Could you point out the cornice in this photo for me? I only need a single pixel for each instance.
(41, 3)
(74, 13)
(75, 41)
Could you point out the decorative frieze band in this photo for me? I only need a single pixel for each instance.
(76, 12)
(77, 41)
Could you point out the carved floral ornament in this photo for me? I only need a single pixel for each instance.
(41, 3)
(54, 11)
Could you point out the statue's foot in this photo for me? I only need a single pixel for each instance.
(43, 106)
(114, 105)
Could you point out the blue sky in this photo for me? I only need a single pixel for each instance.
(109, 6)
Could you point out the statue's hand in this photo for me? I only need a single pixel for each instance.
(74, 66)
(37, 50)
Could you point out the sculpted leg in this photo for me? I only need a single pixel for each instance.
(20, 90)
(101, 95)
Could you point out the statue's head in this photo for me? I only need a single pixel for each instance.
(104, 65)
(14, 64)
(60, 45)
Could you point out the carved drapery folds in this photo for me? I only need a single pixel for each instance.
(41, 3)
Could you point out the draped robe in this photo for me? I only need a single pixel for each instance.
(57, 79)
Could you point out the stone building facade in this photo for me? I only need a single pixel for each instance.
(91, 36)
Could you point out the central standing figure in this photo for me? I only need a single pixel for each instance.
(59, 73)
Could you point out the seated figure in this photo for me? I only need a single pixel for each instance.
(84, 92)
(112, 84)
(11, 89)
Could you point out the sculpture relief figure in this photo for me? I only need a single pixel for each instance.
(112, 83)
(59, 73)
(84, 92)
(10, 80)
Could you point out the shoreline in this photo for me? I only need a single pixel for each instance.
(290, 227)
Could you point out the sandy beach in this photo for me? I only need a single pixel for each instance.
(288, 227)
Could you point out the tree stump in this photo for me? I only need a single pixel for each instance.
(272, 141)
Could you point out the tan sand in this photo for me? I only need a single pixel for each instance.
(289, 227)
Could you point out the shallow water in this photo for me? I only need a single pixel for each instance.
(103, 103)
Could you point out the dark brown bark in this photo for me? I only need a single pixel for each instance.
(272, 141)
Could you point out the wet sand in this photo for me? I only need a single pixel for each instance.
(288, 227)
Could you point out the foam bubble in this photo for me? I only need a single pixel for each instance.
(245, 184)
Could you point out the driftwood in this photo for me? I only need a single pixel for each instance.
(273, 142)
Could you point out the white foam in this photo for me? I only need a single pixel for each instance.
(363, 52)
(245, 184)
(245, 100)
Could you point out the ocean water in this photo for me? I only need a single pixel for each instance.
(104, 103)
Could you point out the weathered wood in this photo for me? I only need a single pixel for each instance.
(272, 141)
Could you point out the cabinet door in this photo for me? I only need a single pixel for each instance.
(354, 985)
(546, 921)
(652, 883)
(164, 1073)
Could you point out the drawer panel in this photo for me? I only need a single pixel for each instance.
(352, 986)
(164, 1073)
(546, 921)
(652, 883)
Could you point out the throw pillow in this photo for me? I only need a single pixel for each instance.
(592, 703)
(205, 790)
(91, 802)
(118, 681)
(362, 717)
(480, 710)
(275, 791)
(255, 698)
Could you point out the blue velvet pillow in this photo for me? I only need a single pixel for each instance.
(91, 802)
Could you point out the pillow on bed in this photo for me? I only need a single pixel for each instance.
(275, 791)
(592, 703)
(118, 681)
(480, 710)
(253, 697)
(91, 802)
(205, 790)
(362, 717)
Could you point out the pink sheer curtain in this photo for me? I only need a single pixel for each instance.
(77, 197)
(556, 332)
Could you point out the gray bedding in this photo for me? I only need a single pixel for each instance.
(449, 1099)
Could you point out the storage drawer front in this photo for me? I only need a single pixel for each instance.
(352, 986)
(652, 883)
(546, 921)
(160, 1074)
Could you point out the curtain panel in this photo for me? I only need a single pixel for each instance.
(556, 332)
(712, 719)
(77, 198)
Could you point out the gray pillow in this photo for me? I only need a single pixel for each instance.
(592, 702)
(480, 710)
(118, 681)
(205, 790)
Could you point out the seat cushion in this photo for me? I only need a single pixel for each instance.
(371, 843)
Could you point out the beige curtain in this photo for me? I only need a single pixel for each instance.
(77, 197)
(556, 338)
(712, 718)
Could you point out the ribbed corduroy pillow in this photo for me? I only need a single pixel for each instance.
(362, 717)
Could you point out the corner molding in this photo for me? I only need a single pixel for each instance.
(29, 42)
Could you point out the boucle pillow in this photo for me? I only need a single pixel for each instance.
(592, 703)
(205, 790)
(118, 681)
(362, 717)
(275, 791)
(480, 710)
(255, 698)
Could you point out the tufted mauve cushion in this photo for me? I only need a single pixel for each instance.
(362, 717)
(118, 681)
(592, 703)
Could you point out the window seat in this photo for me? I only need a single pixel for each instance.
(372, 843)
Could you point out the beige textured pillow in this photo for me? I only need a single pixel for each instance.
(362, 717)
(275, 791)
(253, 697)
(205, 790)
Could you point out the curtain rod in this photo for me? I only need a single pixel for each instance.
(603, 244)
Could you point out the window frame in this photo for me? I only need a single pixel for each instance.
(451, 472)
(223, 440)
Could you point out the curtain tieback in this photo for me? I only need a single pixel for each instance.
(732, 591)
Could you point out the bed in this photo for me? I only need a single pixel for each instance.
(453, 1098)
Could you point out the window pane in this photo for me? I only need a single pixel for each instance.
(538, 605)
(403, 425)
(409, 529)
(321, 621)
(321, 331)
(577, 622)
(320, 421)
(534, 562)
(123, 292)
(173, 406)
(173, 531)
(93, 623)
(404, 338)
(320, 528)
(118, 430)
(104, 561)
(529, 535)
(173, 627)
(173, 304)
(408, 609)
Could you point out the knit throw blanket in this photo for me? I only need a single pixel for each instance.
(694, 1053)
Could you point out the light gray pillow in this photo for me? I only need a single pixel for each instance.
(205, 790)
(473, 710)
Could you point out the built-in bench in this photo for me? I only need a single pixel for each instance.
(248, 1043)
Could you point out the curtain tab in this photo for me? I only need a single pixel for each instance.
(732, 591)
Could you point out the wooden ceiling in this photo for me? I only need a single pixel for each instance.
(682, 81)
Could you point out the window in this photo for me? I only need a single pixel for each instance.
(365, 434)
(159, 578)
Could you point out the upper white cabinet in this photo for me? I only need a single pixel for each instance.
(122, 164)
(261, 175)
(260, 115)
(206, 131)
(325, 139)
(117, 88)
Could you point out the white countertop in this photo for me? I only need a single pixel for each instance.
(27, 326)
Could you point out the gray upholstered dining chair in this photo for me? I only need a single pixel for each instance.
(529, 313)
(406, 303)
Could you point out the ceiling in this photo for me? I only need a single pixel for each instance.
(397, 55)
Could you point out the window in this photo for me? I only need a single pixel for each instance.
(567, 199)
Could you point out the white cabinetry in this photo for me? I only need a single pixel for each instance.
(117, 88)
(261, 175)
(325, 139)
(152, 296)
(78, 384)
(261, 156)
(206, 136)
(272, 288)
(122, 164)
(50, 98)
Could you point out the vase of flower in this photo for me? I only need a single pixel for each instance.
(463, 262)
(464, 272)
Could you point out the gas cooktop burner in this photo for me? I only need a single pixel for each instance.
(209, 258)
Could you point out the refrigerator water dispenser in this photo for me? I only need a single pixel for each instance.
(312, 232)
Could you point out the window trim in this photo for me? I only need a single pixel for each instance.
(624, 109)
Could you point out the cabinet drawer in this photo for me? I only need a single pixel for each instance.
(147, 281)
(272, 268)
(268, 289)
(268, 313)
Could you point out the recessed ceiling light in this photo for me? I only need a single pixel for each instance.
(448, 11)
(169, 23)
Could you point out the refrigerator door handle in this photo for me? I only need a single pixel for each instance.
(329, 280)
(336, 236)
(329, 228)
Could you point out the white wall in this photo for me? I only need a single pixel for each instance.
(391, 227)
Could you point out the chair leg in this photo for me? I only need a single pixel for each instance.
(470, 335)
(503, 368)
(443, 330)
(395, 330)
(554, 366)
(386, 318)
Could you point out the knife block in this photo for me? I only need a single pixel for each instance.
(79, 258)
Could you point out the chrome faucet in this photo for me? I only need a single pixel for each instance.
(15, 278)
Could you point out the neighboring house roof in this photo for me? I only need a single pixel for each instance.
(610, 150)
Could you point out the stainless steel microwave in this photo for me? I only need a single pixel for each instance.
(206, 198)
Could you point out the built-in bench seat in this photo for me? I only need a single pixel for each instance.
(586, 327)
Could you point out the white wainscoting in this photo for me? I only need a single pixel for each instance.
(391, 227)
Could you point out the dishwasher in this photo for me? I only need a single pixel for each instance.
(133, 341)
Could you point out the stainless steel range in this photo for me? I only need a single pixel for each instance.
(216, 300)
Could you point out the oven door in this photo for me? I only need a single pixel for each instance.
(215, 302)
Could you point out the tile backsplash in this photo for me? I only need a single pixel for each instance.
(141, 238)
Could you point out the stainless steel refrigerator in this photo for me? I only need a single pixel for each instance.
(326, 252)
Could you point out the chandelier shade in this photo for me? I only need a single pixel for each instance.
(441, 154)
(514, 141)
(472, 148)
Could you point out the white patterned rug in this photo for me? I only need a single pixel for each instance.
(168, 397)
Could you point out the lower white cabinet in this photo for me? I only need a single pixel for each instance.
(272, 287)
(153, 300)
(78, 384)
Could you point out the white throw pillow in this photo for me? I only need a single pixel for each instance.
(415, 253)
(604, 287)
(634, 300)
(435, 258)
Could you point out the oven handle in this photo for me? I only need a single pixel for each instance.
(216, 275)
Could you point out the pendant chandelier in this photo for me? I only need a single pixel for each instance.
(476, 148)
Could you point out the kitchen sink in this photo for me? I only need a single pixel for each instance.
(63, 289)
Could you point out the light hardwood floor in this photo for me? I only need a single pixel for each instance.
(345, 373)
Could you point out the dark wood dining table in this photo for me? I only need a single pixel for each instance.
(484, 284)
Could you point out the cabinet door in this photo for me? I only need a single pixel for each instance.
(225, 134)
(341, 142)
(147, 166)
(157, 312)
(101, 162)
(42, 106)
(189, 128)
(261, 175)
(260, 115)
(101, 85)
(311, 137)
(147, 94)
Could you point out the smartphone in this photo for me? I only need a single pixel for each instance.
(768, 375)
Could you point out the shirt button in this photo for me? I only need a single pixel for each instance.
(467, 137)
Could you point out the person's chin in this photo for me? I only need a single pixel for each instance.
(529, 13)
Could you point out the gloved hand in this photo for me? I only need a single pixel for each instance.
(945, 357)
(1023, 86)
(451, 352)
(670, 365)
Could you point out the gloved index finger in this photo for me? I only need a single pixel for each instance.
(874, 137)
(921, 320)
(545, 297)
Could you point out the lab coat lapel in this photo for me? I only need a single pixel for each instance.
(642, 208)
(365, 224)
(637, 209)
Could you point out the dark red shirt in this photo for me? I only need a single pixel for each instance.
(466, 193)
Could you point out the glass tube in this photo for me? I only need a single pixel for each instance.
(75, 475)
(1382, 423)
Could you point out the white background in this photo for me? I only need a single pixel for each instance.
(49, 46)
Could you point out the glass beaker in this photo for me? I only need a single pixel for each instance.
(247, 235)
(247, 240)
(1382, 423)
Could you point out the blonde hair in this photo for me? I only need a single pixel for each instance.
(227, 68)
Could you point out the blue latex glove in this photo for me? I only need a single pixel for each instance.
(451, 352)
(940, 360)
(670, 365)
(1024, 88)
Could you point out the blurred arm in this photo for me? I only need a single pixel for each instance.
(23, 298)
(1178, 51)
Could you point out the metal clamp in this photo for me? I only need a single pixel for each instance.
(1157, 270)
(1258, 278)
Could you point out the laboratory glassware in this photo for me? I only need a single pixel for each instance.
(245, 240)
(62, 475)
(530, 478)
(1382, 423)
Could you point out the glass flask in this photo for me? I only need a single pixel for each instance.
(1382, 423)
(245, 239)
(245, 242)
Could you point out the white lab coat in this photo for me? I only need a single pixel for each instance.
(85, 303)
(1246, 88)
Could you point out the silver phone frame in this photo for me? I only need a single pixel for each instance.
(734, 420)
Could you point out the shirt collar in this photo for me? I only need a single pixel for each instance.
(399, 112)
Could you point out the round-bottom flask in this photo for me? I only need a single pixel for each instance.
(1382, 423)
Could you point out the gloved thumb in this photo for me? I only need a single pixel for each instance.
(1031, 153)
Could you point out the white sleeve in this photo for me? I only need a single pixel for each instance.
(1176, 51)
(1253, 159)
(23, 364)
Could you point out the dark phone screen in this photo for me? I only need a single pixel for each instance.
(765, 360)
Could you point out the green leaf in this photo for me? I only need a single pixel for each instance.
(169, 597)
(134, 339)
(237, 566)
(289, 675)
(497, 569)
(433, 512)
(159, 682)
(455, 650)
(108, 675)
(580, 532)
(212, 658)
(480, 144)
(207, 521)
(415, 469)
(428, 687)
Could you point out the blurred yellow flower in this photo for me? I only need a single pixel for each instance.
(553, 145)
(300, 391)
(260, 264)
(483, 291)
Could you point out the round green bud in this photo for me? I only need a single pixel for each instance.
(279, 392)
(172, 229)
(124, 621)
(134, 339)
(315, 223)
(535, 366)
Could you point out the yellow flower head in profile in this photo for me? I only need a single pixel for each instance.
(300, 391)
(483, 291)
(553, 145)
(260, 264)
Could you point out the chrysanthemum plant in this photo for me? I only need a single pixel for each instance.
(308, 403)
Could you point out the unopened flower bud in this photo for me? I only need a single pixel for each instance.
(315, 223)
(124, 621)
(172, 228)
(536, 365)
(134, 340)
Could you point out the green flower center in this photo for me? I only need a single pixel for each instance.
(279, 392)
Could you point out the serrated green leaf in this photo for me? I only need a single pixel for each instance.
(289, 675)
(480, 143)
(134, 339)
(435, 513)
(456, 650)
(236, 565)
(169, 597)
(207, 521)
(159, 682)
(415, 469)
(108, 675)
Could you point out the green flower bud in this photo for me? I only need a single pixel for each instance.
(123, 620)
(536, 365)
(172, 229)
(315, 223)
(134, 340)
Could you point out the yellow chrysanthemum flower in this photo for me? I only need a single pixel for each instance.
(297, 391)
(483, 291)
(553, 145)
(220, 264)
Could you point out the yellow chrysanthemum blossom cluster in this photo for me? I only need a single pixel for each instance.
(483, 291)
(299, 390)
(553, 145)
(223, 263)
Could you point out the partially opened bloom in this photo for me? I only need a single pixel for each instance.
================
> _What the task asks_
Starting at the row that contains "Could you point out the serrated" and continuing through the last row, output each line as a string in a JSON list, with one string per line and blank lines omitted.

> _Result of this task_
[
  "Could you point out the serrated green leaf in this photo for me? I only need a single pixel for each instance.",
  "(289, 675)",
  "(480, 143)",
  "(134, 339)",
  "(435, 513)",
  "(456, 650)",
  "(236, 565)",
  "(169, 597)",
  "(207, 521)",
  "(159, 682)",
  "(415, 469)",
  "(108, 675)",
  "Could you point out the green flower bud in this photo for me? I only need a single pixel for each instance.",
  "(123, 620)",
  "(536, 365)",
  "(172, 229)",
  "(315, 223)",
  "(134, 340)",
  "Could you point out the yellow chrysanthemum flower in this photo for me? I only need a single pixel for each instance.",
  "(297, 391)",
  "(483, 291)",
  "(553, 145)",
  "(220, 264)",
  "Could you point out the yellow chrysanthemum blossom cluster in this photo for me? I only need a single pixel for each instance.",
  "(483, 291)",
  "(299, 390)",
  "(553, 145)",
  "(223, 263)",
  "Could you point out the partially opened bloom in this photo for me? I only need a single pixel for each instance."
]